Instructions to follow :: Your copy should hold every record exactly and no images.
-------- Records for this task
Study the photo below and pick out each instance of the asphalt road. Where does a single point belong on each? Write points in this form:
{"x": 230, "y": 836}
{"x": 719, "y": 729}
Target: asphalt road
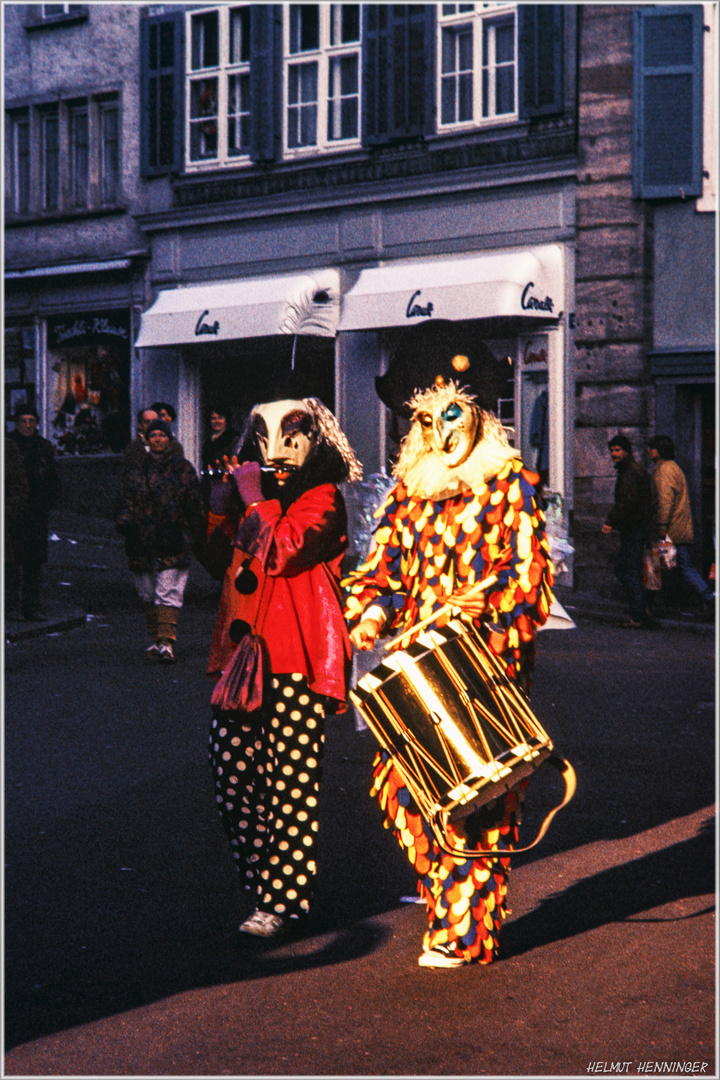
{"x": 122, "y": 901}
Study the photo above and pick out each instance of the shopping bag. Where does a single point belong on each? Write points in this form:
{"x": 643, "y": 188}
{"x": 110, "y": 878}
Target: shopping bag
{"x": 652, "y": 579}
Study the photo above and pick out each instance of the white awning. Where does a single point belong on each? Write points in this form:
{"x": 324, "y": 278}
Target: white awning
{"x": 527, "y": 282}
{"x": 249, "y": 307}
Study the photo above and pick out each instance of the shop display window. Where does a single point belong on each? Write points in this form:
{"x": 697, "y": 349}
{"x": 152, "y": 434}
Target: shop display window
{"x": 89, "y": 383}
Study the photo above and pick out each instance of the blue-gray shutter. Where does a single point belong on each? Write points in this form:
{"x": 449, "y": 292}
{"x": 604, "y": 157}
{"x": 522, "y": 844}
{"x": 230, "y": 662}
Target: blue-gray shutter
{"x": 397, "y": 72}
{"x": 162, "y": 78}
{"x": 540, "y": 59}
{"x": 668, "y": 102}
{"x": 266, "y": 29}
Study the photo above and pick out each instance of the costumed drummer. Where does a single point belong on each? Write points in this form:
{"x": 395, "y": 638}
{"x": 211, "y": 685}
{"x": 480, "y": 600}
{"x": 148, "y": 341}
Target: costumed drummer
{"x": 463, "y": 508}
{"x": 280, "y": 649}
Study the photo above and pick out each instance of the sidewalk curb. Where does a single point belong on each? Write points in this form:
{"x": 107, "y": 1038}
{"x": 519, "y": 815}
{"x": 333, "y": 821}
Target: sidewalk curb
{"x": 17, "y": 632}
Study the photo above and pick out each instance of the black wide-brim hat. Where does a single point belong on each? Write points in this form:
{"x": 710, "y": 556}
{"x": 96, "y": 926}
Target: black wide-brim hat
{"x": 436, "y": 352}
----------------
Result ::
Study the photo below and pick out each instance of the asphalt road. Where does a single point belong on each? Write points in this form:
{"x": 230, "y": 836}
{"x": 719, "y": 729}
Target: asphalt road
{"x": 122, "y": 901}
Study the photo above and pick out each instance of the shopping bag. Where does a single point belong on each? Write points in this form:
{"x": 643, "y": 188}
{"x": 110, "y": 878}
Target: shopping bag
{"x": 652, "y": 579}
Study the photo above and pick out each instance of the white awning. Where does a single point belong on each? Write points in this form:
{"x": 324, "y": 278}
Target: white awning
{"x": 527, "y": 282}
{"x": 249, "y": 307}
Study the photo above and pick out each instance of the shop display window. Where does a single point belong on each? Write points in this form:
{"x": 697, "y": 349}
{"x": 152, "y": 434}
Target: shop display window
{"x": 89, "y": 383}
Study the photo above and pick out each instance of the blue-gray shutter. Where does a single point belong on each? Write points in this form:
{"x": 449, "y": 292}
{"x": 604, "y": 157}
{"x": 522, "y": 844}
{"x": 230, "y": 662}
Target: blue-gray shutter
{"x": 397, "y": 72}
{"x": 162, "y": 78}
{"x": 540, "y": 59}
{"x": 668, "y": 102}
{"x": 266, "y": 29}
Study the photo above and pick out each instance of the costumed drummer. Where does a single point belong on each? Write points in this form:
{"x": 395, "y": 638}
{"x": 211, "y": 685}
{"x": 480, "y": 600}
{"x": 148, "y": 341}
Target: costumed drummer
{"x": 463, "y": 508}
{"x": 280, "y": 649}
Study the photo above and pick out each instance of the sidewalk curb. Where does a single point belong on each? Write points in this form:
{"x": 107, "y": 1038}
{"x": 519, "y": 815}
{"x": 333, "y": 821}
Target: sidewalk curb
{"x": 17, "y": 632}
Study the photo above and pick out each instance of the black wide-brim hat. Where does a single point belong on each? Write points in this form:
{"x": 710, "y": 556}
{"x": 96, "y": 926}
Target: black wide-brim hat
{"x": 436, "y": 352}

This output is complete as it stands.